- Excerpt provided:

+++

Bristol City Council will present two potential Clean Air Zone options to the Bristol Cabinet, one of which, if implemented, would see a ban on diesel cars in Bristol city centre.
With the aim of meeting Government-set targets for air quality, ‘Option 1’ suggests implementing an emissions charging zone for all but private motorists, while ‘Option 2’ suggests a diesel ban.
As well as an emissions charging zone, Option 1 also suggests improving Bristol’s bus and taxi fleets to meet Euro 6 regulations, providing diversions for bus and taxi routes in the city’s most polluted areas and issuing a targeted diesel ban for the highway which runs past the Bristol Royal Infirmary and Children’s Hospital.
A charging scheme for non-compliant buses, taxis and HGVs is also included in the Option 1 proposal, along with the construction of a new bus lane on the M32 and a local scrappage scheme grant for drivers of older, non-compliant vehicles.

+++

- The data:
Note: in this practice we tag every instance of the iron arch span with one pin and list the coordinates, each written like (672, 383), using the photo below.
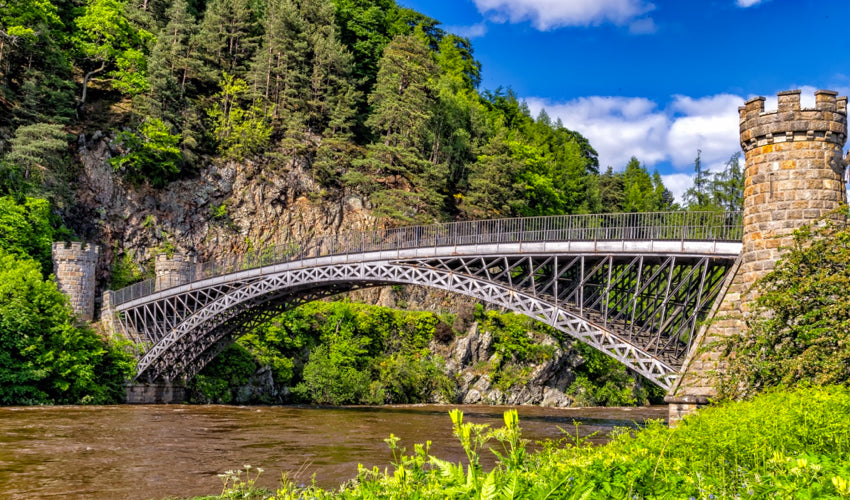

+++

- Exercise set:
a. List the types of non-compliant vehicles that the Option 1 charging scheme in the passage on Bristol's Clean Air Zone options would cover.
b. According to the passage on Bristol's Clean Air Zone options, past which hospitals does the highway that would get a targeted diesel ban under Option 1 run?
c. Please write the next part of the passage on Bristol's Clean Air Zone options, starting after its final sentence.

- Answers for this exercise:
a. Buses, taxis, HGVs

b. The Bristol Royal Infirmary and the Children's Hospital.

c.
Option 2 proposes banning diesel cars from entering a “specific central area” of the city between the hours of 7am and 3pm. It also suggests banning HGVs from using specific, highly polluted routes, providing bus priority measures and either replacing or upgrading all non-compliant buses and taxis to meet Euro emissions regulations.
Bristol City Council will launch a six-week public consultation programme from 1 July, giving locals the chance to voice their opinion on the proposal. Following the consultation, the public’s preferred option will be presented to the Cabinet in September.
Marvin Rees, Mayor of Bristol, said: “These options will allow us to meet Government air quality improvement targets, but we must and will do more to improve the air quality in our city for all citizens. I look forward to sharing a wider environmental plan soon, where we will commit to working in partnership with city partners for the benefit of all.”